**Görevin Amacı**
Aşağıdaki istinaf kararını baştan sona, hiçbir değişiklik yapmadan yazıya geçirin.

**Metin Bölümü**
◆ ◆ ◆ ◆ ◆ ◆ ◆

Emsal Mahkeme Kararı İstanbul Bölge Adliye Mahkemesi 12. Hukuk Dairesi 2023/1624 E. 2023/1265 K. 01.09.2023 T.

Görüntülediğiniz mahkeme kararı henüz kesinleşmemiştir. Yararlı olması amacıyla eklenmiştir.

T.C.
İSTANBUL
BÖLGE ADLİYE MAHKEMESİ
12. HUKUK DAİRESİ
DOSYA NO: 2023/1624
KARAR NO: 2023/1265
T Ü R K M İ L L E T İ A D I N A
İ S T İ N A F K A R A R I
İNCELENEN KARARIN
MAHKEMESİ: BAKIRKÖY 6. ASLİYE TİCARET MAHKEMESİ
TARİHİ: 25/05/2023 (Ara Karar)
NUMARASI: 2022/1120 Esas
TALEP: İhtiyati Tedbir
İSTİNAF KARAR TARİHİ: 01/09/2023
İhtiyati tedbir talebinin reddine ilişkin ara kararın ihtiyati tedbir talep eden davacı vekili tarafından istinaf edilmesi üzerine dosya kapsamı incelenip gereği görüşülüp düşünüldü.

◆ ◆ ◆ ◆ ◆ ◆ ◆

**Sağlanan Veriler**
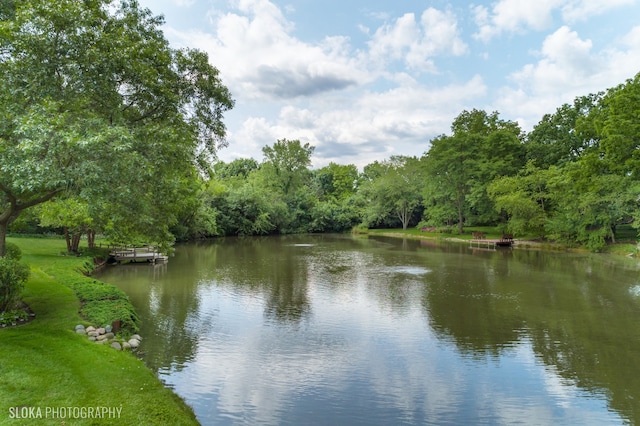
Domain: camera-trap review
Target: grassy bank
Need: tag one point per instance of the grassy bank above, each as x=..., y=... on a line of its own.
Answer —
x=48, y=370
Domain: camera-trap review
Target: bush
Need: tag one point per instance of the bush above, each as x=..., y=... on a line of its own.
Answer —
x=13, y=276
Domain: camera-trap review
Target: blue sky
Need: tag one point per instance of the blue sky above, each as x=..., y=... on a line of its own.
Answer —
x=365, y=80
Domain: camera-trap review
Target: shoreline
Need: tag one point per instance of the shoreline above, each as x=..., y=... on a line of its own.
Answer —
x=518, y=243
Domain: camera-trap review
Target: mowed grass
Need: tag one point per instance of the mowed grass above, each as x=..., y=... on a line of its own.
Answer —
x=45, y=364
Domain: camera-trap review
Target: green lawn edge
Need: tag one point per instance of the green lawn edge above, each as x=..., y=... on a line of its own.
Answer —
x=48, y=370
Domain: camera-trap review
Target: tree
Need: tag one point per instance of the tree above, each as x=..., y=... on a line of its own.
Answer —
x=559, y=138
x=287, y=163
x=337, y=181
x=72, y=215
x=395, y=191
x=481, y=148
x=525, y=198
x=93, y=101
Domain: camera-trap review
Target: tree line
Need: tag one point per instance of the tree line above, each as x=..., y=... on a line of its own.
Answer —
x=574, y=178
x=104, y=128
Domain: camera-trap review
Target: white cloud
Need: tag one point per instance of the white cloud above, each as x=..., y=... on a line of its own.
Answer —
x=260, y=59
x=359, y=127
x=568, y=67
x=580, y=10
x=518, y=16
x=417, y=42
x=513, y=16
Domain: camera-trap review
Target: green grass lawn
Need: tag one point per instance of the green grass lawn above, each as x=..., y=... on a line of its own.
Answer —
x=46, y=366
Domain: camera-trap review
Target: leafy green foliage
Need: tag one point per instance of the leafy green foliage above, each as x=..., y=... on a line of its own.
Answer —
x=93, y=101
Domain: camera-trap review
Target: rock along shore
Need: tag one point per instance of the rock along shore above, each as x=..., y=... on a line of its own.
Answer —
x=105, y=335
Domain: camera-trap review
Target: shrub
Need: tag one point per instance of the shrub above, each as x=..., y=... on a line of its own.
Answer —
x=13, y=276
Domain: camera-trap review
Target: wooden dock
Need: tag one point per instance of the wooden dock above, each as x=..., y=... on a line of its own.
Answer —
x=138, y=254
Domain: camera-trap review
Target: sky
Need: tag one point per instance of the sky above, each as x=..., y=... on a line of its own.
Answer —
x=365, y=80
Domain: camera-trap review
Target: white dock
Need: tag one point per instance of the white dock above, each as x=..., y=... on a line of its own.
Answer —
x=138, y=254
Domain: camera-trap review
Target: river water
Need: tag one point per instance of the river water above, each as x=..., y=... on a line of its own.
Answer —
x=343, y=330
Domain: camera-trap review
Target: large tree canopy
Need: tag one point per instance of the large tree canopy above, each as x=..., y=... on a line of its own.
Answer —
x=94, y=102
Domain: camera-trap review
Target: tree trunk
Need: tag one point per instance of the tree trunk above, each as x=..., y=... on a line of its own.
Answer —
x=91, y=238
x=75, y=242
x=67, y=238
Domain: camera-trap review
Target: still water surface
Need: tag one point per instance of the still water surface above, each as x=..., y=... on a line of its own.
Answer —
x=343, y=330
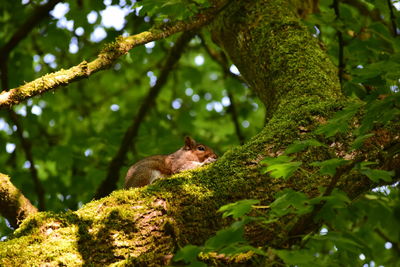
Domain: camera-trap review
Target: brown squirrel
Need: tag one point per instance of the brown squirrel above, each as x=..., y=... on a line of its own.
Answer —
x=190, y=156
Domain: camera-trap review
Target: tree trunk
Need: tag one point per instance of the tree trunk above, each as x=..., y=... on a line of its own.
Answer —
x=291, y=74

◆ ◆ ◆ ◆ ◆ ◆ ◆

**Doğru Sonuç**
Emsal Mahkeme Kararı İstanbul Bölge Adliye Mahkemesi 12. Hukuk Dairesi 2023/1624 E. 2023/1265 K. 01.09.2023 T.

Görüntülediğiniz mahkeme kararı henüz kesinleşmemiştir. Yararlı olması amacıyla eklenmiştir.

T.C.
İSTANBUL
BÖLGE ADLİYE MAHKEMESİ
12. HUKUK DAİRESİ
DOSYA NO: 2023/1624
KARAR NO: 2023/1265
T Ü R K M İ L L E T İ A D I N A
İ S T İ N A F K A R A R I
İNCELENEN KARARIN
MAHKEMESİ: BAKIRKÖY 6. ASLİYE TİCARET MAHKEMESİ
TARİHİ: 25/05/2023 (Ara Karar)
NUMARASI: 2022/1120 Esas
TALEP: İhtiyati Tedbir
İSTİNAF KARAR TARİHİ: 01/09/2023
İhtiyati tedbir talebinin reddine ilişkin ara kararın ihtiyati tedbir talep eden davacı vekili tarafından istinaf edilmesi üzerine dosya kapsamı incelenip gereği görüşülüp düşünüldü.